Comment se fait-il que malgré les efforts de tous, et je ne fais pas de
ce point de vue de différence entre la droite et la gauche, comment se
fait-il que l’on ait obtenu si peu de résultats en matière de chômage ?
Qu’il y ait autant d’exclus ?
Que le malaise de la jeunesse soit si persistant ?
Que le malaise des classes moyennes soit si grand ?
Que nous ne soyons pas arrivés depuis 20 ans à mieux nous préparer au
vieillissement de la population ?
Comment se fait-il que nous ayons autant tardé à entreprendre la révolution
verte du Grenelle de l’environnement dont nous savions pourtant depuis
longtemps qu’elle était inéluctable ?
Comment se fait-il que nous ayons autant de mal dans notre pays à préparer
l’avenir ?
Comment se fait-il que nous ayons pris tant de retard ?
Quand on regarde tout ce que la société civile a fait ;
Quand on voit comment la société française s’est transformée ;
Quand on voit la capacité d’innovation dont elle fait preuve ;
Quand on voit ce que le courage, l’énergie, l’intelligence des Français est
capable d’accomplir ;
On se dit que si l’Etat avait joué son rôle de force d’entraînement, de
force de progrès, comme il l’a fait si souvent dans notre histoire, s’il
avait été du côté des entrepreneurs, des créateurs, des inventeurs, la
France aurait résolu beaucoup de ses problèmes et les Français regarderaient
de nouveau l’avenir avec confiance.
Constat d’échec de l’action publique depuis deux décennies. Il serait plus
judicieux de faire remonter le constat à trois décennies, 1979, deuxième
choc pétrolier, qui déséquilibre l’économie française en profondeur et face
auquel la seule parade est le déficit budgétaire, premier budget déficitaire
d’une série ininterrompue à ce jour en 1980, indice irréfragable de
l’incapacité des décideurs politiques à adapter la France à la nouvelle
situation mondiale.
▬▬▬▬▬▬▬▬▬▬
OBJECTIF: Prolongez le texte sur l'échec de l'action publique en France à partir de sa dernière phrase. Les enregistrements n'ont aucun lien avec ce texte.

DONNÉES FOURNIES:
▬▬▬▬▬▬▬▬▬▬
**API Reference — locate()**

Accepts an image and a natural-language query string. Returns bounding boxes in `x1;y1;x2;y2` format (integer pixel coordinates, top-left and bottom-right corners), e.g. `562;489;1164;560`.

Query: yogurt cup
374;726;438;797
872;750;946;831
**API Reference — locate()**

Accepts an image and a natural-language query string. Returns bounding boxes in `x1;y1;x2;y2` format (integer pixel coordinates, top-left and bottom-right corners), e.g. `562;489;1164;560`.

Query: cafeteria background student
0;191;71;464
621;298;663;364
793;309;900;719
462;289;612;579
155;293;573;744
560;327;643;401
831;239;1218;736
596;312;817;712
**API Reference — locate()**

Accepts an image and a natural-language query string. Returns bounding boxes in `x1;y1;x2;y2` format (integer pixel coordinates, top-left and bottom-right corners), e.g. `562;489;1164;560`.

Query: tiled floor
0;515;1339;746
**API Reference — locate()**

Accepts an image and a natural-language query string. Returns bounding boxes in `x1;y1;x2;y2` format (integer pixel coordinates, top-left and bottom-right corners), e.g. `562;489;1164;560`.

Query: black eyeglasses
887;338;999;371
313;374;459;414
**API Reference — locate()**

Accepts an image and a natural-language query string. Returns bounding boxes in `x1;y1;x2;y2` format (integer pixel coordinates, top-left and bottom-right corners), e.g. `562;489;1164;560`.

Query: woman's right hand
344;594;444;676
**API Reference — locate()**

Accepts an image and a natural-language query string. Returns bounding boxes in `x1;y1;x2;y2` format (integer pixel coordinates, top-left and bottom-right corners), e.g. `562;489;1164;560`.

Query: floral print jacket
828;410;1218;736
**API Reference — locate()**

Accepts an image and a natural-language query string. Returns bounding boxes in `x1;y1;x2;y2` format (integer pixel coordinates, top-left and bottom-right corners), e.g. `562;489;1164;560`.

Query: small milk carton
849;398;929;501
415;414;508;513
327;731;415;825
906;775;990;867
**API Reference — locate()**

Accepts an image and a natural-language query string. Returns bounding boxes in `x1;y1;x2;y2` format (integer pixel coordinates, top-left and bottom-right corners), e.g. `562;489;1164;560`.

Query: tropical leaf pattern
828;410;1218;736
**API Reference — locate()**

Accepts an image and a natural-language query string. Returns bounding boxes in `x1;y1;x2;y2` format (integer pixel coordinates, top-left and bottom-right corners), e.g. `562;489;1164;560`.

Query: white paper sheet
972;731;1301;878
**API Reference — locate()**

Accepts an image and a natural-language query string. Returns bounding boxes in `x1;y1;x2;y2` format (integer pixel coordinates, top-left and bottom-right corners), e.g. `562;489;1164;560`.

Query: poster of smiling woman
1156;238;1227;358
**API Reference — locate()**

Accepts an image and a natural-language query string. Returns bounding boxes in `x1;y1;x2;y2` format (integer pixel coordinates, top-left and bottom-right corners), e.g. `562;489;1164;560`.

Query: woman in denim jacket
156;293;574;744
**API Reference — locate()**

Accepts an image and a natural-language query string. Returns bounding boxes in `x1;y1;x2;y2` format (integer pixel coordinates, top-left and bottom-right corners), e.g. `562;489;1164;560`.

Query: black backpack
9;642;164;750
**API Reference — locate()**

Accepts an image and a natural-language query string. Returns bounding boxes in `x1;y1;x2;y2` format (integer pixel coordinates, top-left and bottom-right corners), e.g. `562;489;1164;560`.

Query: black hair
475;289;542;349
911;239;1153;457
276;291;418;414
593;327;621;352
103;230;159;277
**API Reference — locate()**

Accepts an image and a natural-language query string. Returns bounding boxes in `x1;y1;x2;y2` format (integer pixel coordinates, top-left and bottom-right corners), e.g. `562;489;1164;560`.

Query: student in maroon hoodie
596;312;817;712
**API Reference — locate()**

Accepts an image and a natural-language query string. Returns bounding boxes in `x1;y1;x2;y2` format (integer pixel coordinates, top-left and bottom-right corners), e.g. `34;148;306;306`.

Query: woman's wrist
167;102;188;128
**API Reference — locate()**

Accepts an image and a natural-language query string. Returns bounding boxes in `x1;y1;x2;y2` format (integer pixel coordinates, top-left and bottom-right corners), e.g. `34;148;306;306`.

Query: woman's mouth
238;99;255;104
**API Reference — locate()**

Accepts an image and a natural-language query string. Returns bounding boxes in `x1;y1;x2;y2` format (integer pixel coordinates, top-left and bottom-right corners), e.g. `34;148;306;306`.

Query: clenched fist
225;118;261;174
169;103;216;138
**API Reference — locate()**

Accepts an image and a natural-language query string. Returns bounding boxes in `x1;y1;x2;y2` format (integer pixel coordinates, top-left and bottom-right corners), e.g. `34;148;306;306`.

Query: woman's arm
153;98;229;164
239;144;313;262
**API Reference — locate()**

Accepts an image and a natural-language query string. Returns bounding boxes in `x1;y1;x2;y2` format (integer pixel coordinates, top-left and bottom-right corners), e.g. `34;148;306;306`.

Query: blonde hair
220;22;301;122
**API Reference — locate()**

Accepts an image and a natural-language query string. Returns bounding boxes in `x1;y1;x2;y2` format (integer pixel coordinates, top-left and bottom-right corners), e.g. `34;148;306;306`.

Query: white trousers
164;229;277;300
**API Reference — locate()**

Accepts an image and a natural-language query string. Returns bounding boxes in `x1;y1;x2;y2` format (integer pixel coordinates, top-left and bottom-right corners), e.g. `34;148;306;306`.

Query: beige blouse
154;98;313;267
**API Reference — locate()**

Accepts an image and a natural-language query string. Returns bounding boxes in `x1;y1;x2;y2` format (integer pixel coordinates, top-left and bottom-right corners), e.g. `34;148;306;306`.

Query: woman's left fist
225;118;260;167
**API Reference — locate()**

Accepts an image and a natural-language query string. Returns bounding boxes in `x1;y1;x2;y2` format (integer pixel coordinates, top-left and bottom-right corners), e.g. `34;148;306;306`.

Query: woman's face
▬▬▬▬▬▬▬▬▬▬
RÉPONSE ATTENDUE:
La référence à l’impréparation de la société française à son vieillissement
est un autre aspect de la faillite des politiques menées. Ici, impréparation
vaut imprévoyance, le pire constat d’échec pour l’action publique. Rappelons
que depuis vingt ans en France, la dépense publique s’est toujours située à
un très haut niveau par rapport aux autres pays européens, ainsi que la
fiscalité. On peut en déduire un gaspillage important des ressources du
pays. Est-ce la pensée du président ?
La France a fait dans la durée un double mauvais choix.
Elle aurait dû faire beaucoup d’économies de gestion. Elle ne les a pas
faites.
Elle aurait dû se concentrer sur les dépenses d’avenir. Elle ne l’a pas
fait.
Même idée, reprise, répétée, d’un échec de la politique. Président
lucide ? Ou président déprimé ?
Puis juste après dans le discours, ceci :
Je ne mets pas en cause telle ou telle famille politique, tel ou tel
gouvernement. C’est une responsabilité partagée.
Conclusion typiquement française. Tous responsables, donc zéro coupable.
Mode de préservation des élites observé dans les affaires de financement de
partis politiques, le sang contaminé, le dossier Outreau, et maintenant la
faillite de l’Etat dont le constat a été établi, de manière implicite, par
le président de la République hier.
Oui nous avons un problème de finances publiques.
Oui nous avons un problème de déficits.
C’est un aveu. Rarement, sinon jamais formulé en des termes aussi
simples. Lointaine réminiscence du fameux : « L’Etat est en faillite » de
François Fillon, prononcé le 21 septembre 2007. Deux ans déjà.
Pour résoudre le problème, dit le président,
Nous devons changer radicalement notre façon de poser le problème.
Suit une distinction entre « le mauvais déficit, celui qui finance les
mauvaises dépenses, les gaspillages, l’excès de bureaucratie, les frais de
fonctionnement trop élevés. Ce déficit structurel doit être ramené à zéro
par des réformes courageuses »; le déficit « imputable à la crise
» (...) « qu’il faudra résorber en y consacrant les recettes de la
croissance »; enfin le « déficit qui finance les dépenses d’avenir.
Il n’est pas anormal de financer l’investissement par l’emprunt. Ce peut
être un bon déficit à la condition expresse qu’il permette de bons
investissements. »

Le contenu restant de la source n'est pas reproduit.